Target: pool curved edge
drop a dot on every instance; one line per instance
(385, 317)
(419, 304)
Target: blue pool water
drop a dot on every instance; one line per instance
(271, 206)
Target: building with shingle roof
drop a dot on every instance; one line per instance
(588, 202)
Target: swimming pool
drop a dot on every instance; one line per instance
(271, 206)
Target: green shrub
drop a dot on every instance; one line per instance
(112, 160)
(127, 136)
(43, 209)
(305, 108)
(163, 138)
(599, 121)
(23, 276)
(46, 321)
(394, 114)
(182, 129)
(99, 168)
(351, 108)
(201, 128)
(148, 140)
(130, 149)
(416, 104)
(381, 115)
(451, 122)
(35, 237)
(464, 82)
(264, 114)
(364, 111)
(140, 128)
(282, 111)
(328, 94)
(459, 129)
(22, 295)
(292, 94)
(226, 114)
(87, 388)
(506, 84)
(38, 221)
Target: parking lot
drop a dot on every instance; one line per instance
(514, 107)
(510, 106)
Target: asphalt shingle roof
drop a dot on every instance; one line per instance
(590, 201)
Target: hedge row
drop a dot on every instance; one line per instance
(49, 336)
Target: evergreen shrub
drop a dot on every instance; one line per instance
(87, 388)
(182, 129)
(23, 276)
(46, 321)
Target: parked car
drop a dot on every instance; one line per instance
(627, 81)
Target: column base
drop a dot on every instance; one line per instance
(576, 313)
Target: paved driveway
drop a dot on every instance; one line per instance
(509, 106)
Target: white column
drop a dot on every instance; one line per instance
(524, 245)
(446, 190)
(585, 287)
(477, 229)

— WHAT YOU WILL DO —
Can you give the lines above, from the one containing "Target: white column" through the last line, as a JSON list of strings with one string per line and any blank lines left out?

— OUTPUT FOR THIS TASK —
[
  "Target: white column",
  "drop a dot on every instance; one line per instance",
  "(524, 245)",
  "(446, 190)",
  "(585, 287)",
  "(477, 229)"
]